→ Task description
Determine how many lines in the entries below include "white". The reply should be that number and nothing else.

→ Information supplied
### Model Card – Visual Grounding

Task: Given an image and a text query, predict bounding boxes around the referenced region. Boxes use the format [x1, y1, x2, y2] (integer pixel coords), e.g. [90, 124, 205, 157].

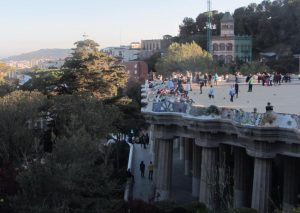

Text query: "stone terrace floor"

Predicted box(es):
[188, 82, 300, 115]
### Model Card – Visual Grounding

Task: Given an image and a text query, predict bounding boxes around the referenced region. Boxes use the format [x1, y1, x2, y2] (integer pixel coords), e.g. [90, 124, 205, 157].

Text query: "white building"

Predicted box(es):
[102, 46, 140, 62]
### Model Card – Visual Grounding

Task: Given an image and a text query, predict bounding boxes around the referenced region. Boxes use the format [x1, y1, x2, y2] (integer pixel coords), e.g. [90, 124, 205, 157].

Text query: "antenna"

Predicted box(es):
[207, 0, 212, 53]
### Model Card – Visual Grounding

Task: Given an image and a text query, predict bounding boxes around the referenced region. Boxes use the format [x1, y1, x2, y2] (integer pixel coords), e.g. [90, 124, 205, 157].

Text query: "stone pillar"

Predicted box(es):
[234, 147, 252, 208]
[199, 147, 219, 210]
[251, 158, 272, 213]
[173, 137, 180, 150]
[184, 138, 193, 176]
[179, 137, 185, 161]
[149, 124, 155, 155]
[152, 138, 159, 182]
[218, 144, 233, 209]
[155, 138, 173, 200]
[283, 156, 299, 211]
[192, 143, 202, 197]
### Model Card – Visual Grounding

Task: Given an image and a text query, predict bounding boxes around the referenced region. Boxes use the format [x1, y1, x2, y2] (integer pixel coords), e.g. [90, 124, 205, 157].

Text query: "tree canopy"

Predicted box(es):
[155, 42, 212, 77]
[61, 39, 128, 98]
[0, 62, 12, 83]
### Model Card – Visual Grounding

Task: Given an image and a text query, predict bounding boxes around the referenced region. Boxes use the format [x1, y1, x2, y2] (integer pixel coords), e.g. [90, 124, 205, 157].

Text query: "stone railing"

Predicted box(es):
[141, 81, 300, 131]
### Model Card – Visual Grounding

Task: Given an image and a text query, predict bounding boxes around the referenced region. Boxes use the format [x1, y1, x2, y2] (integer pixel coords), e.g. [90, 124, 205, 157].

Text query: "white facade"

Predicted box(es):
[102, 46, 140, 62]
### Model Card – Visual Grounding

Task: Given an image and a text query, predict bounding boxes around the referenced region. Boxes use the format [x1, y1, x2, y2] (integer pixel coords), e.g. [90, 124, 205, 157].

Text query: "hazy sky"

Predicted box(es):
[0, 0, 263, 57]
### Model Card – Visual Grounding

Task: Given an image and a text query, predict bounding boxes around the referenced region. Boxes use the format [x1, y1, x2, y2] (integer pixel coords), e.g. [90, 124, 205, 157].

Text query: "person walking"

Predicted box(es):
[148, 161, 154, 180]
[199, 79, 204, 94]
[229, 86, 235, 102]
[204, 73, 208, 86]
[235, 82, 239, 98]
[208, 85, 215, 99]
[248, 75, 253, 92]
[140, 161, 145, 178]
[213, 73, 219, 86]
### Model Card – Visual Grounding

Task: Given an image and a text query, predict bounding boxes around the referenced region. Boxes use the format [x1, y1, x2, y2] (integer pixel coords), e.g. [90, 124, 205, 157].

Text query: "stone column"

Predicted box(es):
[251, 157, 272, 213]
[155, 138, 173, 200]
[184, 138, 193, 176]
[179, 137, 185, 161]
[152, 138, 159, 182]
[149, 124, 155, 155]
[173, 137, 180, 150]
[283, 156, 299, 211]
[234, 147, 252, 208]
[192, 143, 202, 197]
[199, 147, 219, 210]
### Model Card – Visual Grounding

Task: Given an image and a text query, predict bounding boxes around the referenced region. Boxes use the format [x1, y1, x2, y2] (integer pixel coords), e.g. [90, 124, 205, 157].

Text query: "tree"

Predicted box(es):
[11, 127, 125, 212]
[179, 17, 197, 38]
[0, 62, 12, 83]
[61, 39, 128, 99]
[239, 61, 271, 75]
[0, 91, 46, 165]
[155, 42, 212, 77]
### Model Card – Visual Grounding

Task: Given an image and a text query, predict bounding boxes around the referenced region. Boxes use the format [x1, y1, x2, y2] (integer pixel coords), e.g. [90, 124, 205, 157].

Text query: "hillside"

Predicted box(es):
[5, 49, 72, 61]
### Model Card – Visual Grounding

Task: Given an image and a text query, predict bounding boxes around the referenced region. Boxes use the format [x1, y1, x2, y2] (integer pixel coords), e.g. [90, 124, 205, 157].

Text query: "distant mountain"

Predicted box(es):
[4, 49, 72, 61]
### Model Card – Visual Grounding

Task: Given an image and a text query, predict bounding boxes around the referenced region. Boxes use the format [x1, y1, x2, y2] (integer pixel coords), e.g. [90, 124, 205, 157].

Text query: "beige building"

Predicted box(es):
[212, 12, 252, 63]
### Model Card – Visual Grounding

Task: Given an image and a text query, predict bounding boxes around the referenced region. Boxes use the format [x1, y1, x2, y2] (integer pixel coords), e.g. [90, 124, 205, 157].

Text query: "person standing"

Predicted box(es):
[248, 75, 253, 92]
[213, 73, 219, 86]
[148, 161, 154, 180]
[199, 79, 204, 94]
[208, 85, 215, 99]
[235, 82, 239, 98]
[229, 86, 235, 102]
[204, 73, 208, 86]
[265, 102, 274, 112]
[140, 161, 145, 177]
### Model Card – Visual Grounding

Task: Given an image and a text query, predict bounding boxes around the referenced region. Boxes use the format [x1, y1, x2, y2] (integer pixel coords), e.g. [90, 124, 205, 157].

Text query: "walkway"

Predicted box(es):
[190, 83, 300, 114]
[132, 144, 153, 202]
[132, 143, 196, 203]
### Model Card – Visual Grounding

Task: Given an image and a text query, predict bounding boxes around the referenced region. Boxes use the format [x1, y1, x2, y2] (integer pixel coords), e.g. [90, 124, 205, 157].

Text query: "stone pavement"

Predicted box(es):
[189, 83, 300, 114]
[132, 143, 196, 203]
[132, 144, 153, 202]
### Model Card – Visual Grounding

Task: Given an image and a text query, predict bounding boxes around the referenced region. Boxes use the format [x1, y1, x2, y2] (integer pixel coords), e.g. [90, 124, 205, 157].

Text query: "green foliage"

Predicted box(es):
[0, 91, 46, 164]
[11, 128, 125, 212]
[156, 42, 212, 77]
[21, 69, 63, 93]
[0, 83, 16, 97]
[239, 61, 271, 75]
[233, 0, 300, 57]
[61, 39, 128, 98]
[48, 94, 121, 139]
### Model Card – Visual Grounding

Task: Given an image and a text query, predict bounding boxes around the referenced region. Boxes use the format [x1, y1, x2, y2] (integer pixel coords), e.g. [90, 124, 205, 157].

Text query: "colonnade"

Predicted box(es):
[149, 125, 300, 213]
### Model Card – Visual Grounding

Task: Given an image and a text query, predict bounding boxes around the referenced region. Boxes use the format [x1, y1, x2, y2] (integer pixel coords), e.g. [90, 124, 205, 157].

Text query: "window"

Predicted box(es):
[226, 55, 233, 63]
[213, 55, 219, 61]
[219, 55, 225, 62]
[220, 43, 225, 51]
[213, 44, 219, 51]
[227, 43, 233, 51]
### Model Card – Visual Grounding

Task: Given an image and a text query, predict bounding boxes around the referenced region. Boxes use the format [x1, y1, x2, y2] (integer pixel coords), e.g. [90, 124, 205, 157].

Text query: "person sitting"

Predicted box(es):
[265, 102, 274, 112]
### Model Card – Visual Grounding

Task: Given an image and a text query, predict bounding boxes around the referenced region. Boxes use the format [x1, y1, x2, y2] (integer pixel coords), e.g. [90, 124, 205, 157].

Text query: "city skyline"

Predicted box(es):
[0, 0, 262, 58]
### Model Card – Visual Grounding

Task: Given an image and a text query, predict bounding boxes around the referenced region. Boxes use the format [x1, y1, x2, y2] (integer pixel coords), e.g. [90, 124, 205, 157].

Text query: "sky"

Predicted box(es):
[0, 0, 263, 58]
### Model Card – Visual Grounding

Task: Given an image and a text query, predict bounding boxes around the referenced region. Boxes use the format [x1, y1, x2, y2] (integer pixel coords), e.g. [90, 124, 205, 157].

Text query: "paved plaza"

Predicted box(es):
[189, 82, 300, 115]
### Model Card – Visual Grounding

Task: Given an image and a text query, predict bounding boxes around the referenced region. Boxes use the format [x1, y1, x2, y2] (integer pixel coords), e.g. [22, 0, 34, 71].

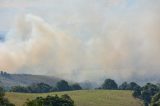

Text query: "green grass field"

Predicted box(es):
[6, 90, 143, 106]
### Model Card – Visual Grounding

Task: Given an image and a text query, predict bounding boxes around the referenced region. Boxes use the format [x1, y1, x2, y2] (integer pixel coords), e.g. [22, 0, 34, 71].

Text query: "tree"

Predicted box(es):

→ Completed task
2